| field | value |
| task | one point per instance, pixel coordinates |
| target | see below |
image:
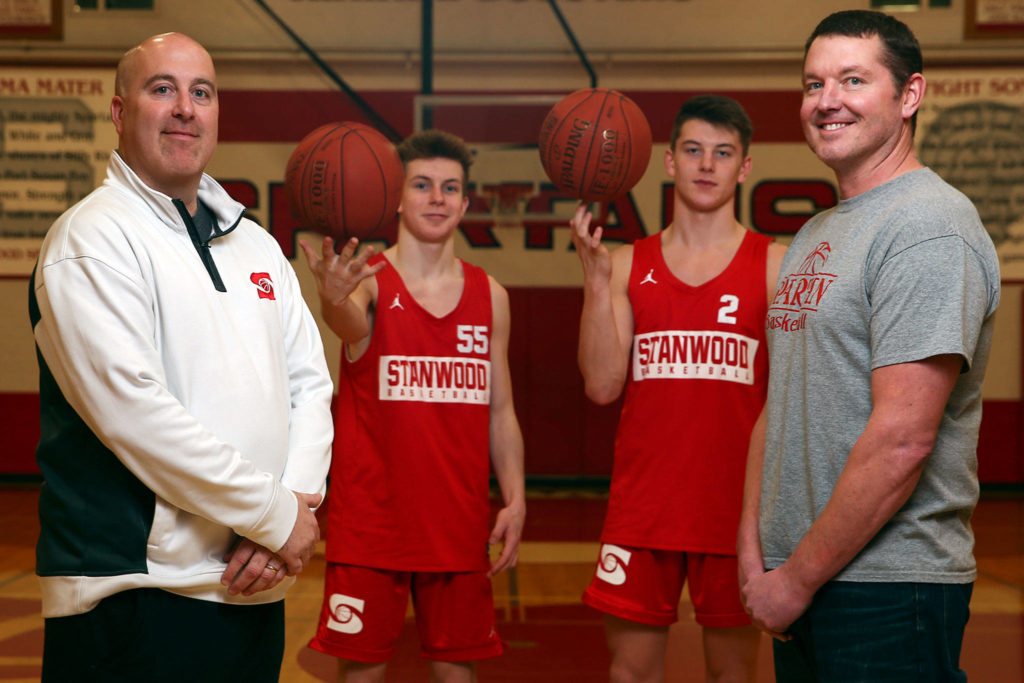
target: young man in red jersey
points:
(678, 318)
(424, 397)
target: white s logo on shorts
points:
(345, 612)
(611, 566)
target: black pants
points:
(152, 635)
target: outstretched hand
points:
(594, 255)
(338, 274)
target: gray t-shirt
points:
(899, 273)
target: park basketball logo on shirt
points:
(611, 566)
(345, 613)
(434, 379)
(709, 354)
(264, 288)
(800, 293)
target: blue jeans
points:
(876, 633)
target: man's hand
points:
(774, 600)
(508, 530)
(595, 257)
(251, 568)
(338, 274)
(298, 550)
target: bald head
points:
(165, 110)
(129, 62)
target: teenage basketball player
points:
(678, 318)
(424, 397)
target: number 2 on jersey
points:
(731, 304)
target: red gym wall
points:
(565, 434)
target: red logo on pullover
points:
(264, 288)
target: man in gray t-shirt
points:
(855, 547)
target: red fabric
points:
(644, 586)
(681, 446)
(364, 612)
(410, 475)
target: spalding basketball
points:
(595, 144)
(344, 179)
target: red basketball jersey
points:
(410, 475)
(697, 379)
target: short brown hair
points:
(437, 144)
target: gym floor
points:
(551, 636)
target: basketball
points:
(595, 144)
(344, 179)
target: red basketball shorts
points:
(365, 609)
(644, 586)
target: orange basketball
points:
(344, 179)
(595, 144)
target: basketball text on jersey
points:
(694, 354)
(434, 379)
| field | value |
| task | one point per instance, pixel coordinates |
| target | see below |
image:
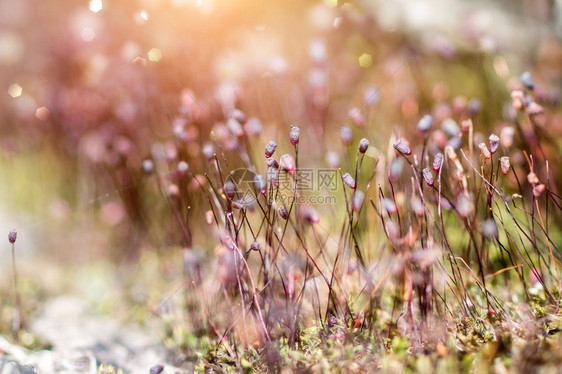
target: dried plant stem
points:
(16, 326)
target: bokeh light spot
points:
(42, 113)
(154, 54)
(365, 60)
(87, 34)
(96, 5)
(15, 90)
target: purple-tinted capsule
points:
(494, 143)
(485, 151)
(147, 167)
(12, 236)
(288, 162)
(272, 163)
(505, 164)
(208, 151)
(403, 148)
(270, 148)
(427, 176)
(283, 212)
(294, 136)
(363, 145)
(358, 199)
(348, 179)
(438, 161)
(229, 189)
(261, 185)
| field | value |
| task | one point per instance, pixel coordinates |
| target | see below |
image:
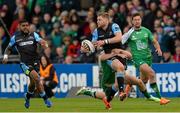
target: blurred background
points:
(65, 23)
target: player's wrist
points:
(106, 41)
(5, 56)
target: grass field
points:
(89, 105)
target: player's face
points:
(101, 22)
(43, 60)
(136, 21)
(24, 27)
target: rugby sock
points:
(29, 95)
(90, 93)
(43, 95)
(112, 92)
(146, 94)
(120, 80)
(156, 90)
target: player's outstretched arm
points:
(8, 49)
(157, 46)
(122, 53)
(6, 53)
(43, 43)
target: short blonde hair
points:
(104, 14)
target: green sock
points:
(90, 93)
(146, 94)
(155, 88)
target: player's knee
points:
(140, 82)
(145, 81)
(151, 74)
(120, 68)
(116, 85)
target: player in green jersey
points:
(138, 38)
(108, 79)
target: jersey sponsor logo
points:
(101, 36)
(26, 43)
(31, 37)
(145, 35)
(134, 38)
(117, 28)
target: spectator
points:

________________________

## WHAT IS BEING ASKED
Show, from the material above, each line that includes the string "logo".

## WORKED SOLUTION
target: white s logo on shorts
target: park basketball logo on shirt
target: red logo on pullover
target: jersey sponsor logo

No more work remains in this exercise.